THE TASK
Lines in the data below that contain the word "Outline" are to be copied.

SOURCE RECORDS
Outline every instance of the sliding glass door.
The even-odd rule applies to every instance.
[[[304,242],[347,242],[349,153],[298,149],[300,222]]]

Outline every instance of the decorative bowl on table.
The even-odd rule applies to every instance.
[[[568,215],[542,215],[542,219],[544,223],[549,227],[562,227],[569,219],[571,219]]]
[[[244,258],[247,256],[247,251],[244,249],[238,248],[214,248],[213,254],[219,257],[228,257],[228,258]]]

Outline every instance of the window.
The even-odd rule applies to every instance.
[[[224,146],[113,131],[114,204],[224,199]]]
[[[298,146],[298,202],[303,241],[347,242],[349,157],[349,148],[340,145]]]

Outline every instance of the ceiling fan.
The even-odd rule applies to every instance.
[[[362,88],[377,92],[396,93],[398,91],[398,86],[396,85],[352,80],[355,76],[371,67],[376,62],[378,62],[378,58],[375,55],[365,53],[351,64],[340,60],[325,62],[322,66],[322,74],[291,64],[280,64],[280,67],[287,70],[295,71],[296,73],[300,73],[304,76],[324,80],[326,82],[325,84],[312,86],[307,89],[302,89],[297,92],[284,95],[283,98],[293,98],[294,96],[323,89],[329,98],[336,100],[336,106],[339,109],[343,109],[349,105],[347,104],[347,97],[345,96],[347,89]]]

THE ANSWER
Outline every instance of the sliding glass door.
Outline every instance of the decorative bowl on table.
Outline every instance of the window.
Outline every instance of the ceiling fan.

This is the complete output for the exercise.